--- Extract provided ---

Parliamentarians urge governments to fight coronavirus in prisons by releasing prisoners of conscience

by Tola Mbakwe

As efforts to combat the spread of Covid-19 continue, the UK All-Party Parliamentary Group (APPG) for International Freedom of Religion or Belief has called on governments around the world to fight the spread of the disease in prisons. 

It has urged them to honour human rights by releasing all those who are imprisoned for their religion or beliefs.

The group said in a statement: "Article 18 of the International Covenant on Civil and Political Rights (ICCPR) states that 'Everyone has the right to freedom of thought, conscience and religion'.

"Yet, around the world, the governments of countries who are signatories of the ICCPR and other relevant human rights instruments continue to imprison countless individuals for nothing more than their peacefully held beliefs."

--- Record excerpts ---

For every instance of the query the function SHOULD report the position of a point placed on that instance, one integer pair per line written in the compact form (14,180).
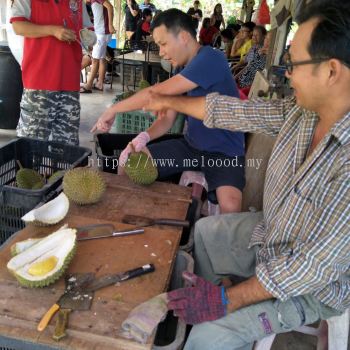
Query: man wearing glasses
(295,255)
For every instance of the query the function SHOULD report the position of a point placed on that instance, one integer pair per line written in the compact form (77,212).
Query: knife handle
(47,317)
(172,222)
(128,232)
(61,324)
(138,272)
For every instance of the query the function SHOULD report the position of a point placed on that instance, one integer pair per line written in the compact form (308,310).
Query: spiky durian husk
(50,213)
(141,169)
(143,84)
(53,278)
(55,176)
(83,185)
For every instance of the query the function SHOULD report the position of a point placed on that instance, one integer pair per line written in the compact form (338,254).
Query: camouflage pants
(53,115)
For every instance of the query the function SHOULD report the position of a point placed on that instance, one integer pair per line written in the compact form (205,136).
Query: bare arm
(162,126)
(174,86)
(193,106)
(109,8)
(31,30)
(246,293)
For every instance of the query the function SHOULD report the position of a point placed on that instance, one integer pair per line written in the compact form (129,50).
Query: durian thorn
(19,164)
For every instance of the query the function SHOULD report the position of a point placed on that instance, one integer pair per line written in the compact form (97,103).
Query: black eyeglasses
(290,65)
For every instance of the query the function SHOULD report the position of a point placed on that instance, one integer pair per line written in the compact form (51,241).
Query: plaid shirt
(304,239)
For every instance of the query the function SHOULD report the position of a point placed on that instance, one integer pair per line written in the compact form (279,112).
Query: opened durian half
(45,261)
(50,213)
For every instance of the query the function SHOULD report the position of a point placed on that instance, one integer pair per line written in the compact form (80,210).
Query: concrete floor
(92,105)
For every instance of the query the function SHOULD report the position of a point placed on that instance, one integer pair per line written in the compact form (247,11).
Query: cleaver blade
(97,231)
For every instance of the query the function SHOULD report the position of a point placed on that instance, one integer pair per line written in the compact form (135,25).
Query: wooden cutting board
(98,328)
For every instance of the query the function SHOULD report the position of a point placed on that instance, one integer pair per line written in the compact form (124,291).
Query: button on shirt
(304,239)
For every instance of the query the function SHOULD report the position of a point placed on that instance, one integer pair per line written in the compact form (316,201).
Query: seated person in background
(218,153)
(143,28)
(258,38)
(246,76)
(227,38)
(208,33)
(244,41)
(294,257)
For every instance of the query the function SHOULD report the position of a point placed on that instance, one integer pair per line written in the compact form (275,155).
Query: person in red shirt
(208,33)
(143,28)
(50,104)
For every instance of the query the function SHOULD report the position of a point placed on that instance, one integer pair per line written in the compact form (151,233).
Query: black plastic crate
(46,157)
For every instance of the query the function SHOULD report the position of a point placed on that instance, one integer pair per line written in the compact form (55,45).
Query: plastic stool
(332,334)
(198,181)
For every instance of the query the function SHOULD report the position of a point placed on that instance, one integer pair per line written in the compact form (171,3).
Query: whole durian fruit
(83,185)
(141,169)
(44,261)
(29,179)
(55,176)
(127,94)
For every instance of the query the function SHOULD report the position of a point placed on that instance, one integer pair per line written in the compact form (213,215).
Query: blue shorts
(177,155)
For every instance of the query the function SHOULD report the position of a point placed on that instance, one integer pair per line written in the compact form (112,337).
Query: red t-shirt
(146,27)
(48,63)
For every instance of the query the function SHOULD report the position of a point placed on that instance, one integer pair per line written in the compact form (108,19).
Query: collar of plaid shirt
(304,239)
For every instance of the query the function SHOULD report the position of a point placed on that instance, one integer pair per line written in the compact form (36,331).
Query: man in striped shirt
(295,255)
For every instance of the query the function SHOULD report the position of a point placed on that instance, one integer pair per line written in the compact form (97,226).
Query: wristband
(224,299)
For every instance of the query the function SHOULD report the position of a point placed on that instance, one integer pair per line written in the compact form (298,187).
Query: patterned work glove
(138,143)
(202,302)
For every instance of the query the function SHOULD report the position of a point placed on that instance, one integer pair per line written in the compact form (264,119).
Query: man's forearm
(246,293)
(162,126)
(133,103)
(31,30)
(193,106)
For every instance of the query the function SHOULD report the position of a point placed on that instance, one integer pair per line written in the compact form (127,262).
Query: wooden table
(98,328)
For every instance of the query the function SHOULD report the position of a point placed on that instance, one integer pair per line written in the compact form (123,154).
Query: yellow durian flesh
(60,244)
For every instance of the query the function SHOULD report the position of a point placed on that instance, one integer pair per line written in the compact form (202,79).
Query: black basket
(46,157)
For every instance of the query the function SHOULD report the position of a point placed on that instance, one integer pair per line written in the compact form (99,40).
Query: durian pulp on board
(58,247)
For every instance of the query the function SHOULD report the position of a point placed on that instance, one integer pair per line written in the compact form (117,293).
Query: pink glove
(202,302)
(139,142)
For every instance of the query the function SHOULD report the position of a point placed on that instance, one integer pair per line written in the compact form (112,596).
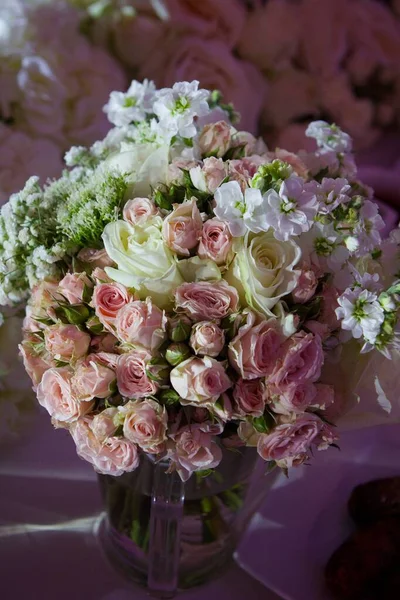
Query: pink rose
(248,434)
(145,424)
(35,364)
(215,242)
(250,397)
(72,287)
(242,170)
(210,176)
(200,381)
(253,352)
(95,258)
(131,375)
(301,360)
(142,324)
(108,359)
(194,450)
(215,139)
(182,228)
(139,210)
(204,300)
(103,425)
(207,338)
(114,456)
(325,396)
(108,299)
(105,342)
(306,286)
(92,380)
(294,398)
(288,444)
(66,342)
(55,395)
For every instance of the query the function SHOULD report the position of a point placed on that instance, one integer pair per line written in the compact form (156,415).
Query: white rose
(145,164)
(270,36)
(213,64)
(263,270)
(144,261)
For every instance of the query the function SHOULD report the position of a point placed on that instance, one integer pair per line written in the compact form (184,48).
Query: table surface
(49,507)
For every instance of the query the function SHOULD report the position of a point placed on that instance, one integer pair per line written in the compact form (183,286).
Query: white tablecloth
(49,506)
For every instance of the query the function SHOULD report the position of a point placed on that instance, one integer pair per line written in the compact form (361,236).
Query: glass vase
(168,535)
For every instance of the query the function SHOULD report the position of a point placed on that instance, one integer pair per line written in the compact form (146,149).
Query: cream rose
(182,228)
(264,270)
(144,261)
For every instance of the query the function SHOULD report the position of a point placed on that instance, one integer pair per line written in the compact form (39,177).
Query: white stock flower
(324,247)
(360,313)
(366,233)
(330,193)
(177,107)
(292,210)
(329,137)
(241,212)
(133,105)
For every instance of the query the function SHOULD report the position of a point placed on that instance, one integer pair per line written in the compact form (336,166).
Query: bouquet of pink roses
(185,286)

---
--- Record excerpts ---

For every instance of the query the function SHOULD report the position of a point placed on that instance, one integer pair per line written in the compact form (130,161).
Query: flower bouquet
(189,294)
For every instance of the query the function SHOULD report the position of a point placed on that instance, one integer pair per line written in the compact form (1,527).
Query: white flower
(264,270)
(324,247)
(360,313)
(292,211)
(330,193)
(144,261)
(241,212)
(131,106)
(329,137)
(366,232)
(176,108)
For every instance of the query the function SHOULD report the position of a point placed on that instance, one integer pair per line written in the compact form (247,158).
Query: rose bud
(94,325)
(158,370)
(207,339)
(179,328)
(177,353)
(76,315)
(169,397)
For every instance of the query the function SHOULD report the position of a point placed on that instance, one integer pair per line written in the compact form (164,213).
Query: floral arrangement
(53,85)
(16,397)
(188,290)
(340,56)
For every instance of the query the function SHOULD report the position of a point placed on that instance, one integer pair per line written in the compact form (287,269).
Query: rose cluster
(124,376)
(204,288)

---

## How to complete this task
Duplicate everything in the article on prisoners of conscience from "by Tola Mbakwe" down to "disease in prisons.". The listing is separate material and has no connection to the article on prisoners of conscience.

## Solution for this task
by Tola Mbakwe

As efforts to combat the spread of Covid-19 continue, the UK All-Party Parliamentary Group (APPG) for International Freedom of Religion or Belief has called on governments around the world to fight the spread of the disease in prisons.